**PROBLEM STATEMENT**
Collect from the data below each line with "query".

*** Opening of RECORDS FOR THE TASK ***

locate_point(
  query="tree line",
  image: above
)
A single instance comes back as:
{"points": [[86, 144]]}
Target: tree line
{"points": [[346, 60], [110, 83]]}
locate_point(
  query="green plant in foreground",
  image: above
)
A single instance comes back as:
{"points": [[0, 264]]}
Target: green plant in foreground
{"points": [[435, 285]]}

*** Close of RECORDS FOR THE TASK ***
*** Opening of RECORDS FOR THE TASK ***

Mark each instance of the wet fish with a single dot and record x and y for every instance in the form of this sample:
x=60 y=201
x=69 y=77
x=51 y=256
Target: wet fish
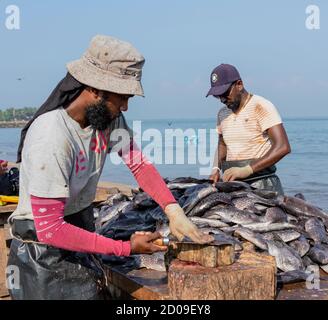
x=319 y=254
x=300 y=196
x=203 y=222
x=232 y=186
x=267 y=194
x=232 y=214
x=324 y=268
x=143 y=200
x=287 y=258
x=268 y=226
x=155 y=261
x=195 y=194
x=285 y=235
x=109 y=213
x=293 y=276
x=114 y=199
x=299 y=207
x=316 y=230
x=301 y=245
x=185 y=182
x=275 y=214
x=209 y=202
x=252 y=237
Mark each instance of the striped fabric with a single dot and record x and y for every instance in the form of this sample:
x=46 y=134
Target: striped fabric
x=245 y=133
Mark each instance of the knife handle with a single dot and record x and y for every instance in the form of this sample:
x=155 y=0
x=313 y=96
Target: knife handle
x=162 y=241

*** Close of RECORDS FOR THE TASK ***
*** Opening of RECORDS FOR THE TASK ***

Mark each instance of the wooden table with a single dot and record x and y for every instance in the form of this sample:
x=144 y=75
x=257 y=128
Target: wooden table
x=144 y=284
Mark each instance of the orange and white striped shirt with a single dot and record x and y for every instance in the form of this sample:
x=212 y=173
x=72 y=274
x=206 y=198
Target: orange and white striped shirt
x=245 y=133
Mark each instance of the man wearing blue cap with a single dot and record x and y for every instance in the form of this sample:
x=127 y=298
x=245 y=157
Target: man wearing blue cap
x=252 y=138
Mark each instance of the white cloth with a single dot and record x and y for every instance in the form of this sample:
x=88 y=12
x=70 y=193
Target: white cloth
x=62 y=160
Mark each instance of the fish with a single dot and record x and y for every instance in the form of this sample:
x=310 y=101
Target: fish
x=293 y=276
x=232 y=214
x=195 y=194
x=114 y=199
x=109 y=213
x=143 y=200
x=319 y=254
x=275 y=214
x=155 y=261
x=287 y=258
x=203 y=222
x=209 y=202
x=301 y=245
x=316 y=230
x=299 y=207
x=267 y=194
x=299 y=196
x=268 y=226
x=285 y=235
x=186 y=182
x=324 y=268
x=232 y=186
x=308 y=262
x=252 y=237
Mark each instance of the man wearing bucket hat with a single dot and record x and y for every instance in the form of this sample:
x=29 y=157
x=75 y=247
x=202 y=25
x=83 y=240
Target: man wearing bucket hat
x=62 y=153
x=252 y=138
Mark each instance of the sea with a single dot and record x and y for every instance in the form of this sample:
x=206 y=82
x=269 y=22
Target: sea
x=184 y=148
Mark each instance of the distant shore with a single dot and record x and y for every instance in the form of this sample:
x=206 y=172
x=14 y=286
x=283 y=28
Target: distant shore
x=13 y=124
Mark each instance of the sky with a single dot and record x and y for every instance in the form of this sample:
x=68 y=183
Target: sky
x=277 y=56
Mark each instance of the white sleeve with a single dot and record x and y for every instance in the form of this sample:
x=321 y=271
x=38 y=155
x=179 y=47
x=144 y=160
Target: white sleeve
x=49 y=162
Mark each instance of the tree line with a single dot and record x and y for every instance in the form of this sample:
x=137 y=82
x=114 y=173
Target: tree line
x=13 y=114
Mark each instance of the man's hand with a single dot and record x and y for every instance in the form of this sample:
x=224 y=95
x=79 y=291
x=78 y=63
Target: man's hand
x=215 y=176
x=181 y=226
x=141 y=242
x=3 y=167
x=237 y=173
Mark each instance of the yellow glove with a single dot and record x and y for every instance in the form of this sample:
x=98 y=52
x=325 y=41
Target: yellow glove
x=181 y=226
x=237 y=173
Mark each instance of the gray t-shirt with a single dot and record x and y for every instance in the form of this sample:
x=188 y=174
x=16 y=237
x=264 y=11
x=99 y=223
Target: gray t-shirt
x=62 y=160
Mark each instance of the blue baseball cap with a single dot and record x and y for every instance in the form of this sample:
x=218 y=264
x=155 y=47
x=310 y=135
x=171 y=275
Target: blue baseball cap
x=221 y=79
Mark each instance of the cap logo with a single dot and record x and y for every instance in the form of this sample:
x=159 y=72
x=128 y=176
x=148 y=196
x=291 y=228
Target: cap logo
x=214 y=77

*** Close of RECORDS FOR THE TASK ***

**RESULT FOR THIS TASK**
  query="tree line",
  query="green plant in foreground",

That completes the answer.